** Opening Source document block **

Yomtob Tovchai Kalfon (יום טוב כלפון) is an Israeli attorney and politician who served as a member of the Knesset for Yamina.

Kalfon, a native of France, immigrated to Israel in 2004 to serve in the IDF. He studied for a master's degree in political science and political communication at the Hebrew University, and also studied parliamentary counseling at the Israeli Center for Political Training.

==Early life==
Kalfon was born in France and made aliyah in 2004. He is the grandson of Yomtob Kalfon, who was the spiritual leader of the Keren Yéchoua synagogue in La Marsa.

== Political career ==
He was placed twelfth on the New Right's electoral list ahead of the April 2019 elections, but failed to win a seat. He was an unsuccessful candidate again in September 2019 (17th on the Yamina list), March 2020 (seventeenth on the Yamina list) and March 2021 (eleventh on the Yamina list). However, after Yamina MK Ayelet Shaked resigned from the Knesset under the Norwegian Law in June 2021 following her appointment as Minister of the Interior, Kalfon entered the Knesset as her replacement.

** Closing Source document block **
** Opening Dataset entries block **

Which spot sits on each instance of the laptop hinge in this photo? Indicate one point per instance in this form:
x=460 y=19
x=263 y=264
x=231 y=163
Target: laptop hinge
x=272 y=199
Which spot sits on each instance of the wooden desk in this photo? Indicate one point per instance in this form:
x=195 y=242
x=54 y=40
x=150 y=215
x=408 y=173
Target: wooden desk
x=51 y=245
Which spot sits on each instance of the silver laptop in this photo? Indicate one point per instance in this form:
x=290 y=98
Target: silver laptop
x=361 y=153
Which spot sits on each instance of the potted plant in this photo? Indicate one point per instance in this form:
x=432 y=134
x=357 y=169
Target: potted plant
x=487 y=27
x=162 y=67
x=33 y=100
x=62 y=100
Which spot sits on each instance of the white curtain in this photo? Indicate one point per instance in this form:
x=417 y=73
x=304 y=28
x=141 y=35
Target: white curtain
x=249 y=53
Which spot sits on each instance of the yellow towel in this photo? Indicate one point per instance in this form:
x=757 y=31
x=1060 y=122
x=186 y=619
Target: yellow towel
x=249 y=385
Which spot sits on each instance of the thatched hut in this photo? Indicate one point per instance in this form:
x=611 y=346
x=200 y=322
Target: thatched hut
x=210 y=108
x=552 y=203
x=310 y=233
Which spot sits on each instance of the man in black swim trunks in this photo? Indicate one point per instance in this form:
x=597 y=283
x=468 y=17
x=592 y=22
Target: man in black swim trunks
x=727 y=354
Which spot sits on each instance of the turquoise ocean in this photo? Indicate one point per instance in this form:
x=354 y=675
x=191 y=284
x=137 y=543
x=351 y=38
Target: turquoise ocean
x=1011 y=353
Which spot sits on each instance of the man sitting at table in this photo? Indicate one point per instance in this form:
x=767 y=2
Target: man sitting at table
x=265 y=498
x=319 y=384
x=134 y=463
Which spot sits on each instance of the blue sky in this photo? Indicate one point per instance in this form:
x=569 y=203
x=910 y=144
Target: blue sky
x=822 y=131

** Closing Dataset entries block **

=== Task requirements ===
Please answer these questions from the text about Yomtob Kalfon:
1. In what year did Kalfon immigrate to Israel?
2. What position did Kalfon's grandfather hold?
3. Whom did Kalfon replace when he entered the Knesset?

=== Solution below ===
1. 2004
2. Spiritual leader of the Keren Yéchoua synagogue in La Marsa
3. Ayelet Shaked